Region segmentation data
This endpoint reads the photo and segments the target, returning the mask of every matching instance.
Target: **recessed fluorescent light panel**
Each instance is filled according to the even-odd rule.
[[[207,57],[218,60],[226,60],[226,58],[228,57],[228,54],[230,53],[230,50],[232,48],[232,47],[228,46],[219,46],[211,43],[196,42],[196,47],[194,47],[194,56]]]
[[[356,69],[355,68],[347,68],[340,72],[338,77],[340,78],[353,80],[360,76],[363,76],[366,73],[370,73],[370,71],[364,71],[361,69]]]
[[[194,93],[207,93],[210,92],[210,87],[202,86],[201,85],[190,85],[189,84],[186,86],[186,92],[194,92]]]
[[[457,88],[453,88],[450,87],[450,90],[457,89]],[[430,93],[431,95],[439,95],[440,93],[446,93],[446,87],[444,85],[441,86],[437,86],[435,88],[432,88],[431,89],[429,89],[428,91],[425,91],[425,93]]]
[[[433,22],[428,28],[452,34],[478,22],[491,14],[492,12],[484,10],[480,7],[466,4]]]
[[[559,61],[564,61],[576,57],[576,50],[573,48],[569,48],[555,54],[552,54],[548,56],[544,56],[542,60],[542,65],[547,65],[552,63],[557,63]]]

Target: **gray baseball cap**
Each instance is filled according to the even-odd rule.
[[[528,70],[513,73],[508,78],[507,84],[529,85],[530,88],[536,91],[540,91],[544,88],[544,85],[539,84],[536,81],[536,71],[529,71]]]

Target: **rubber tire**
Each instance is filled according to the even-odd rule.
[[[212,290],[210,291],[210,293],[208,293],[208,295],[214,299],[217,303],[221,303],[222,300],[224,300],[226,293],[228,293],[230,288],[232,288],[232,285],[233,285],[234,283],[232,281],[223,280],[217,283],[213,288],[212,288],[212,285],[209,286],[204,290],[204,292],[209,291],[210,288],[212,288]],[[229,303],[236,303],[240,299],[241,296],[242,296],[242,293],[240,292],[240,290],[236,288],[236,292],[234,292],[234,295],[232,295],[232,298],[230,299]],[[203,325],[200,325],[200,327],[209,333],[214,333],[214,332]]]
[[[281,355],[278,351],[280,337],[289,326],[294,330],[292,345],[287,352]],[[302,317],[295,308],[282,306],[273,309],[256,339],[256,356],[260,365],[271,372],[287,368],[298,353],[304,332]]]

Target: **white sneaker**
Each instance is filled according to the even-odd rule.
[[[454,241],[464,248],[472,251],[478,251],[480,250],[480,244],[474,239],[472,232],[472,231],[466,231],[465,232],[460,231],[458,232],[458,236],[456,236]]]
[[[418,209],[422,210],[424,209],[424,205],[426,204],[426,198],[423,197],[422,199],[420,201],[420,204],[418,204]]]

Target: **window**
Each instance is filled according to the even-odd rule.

◆ Given request:
Write out the data from the line with "Target: **gray baseball cap**" through the end of the data, including both ends, and nothing else.

◆ The answer:
Target: **gray baseball cap**
Each instance is filled according to the even-odd rule.
[[[528,70],[513,73],[508,78],[507,84],[529,85],[530,88],[536,91],[540,91],[544,88],[544,85],[539,84],[536,81],[536,71],[529,71]]]

Target: **rubber tire**
Each instance is filled according to the even-odd rule.
[[[212,290],[210,291],[210,293],[208,293],[208,295],[214,299],[217,303],[221,303],[222,300],[224,300],[226,293],[228,293],[230,288],[232,288],[232,285],[233,285],[234,283],[232,281],[223,280],[217,283],[213,288],[212,288],[212,285],[209,286],[204,290],[204,292],[209,291],[210,288],[212,288]],[[229,303],[236,303],[240,299],[241,296],[242,296],[242,293],[240,292],[240,290],[236,288],[236,292],[234,292],[234,295],[232,295],[232,298],[230,299]],[[203,325],[200,325],[200,327],[209,333],[214,333],[214,332]]]
[[[281,355],[278,351],[280,337],[289,326],[294,330],[292,345],[287,352]],[[302,317],[295,308],[282,306],[273,309],[256,339],[256,356],[260,365],[271,372],[287,368],[298,353],[304,332]]]

Target: **white sneaker**
Each instance is filled according to the even-odd rule.
[[[454,241],[464,248],[472,251],[478,251],[480,250],[480,244],[474,239],[472,232],[472,231],[466,231],[465,232],[460,231],[458,232],[458,236],[456,236]]]
[[[418,209],[422,210],[424,209],[424,205],[426,204],[426,198],[423,197],[422,199],[420,201],[420,204],[418,204]]]

Target: **window**
Each instance is filled according to the even-odd rule.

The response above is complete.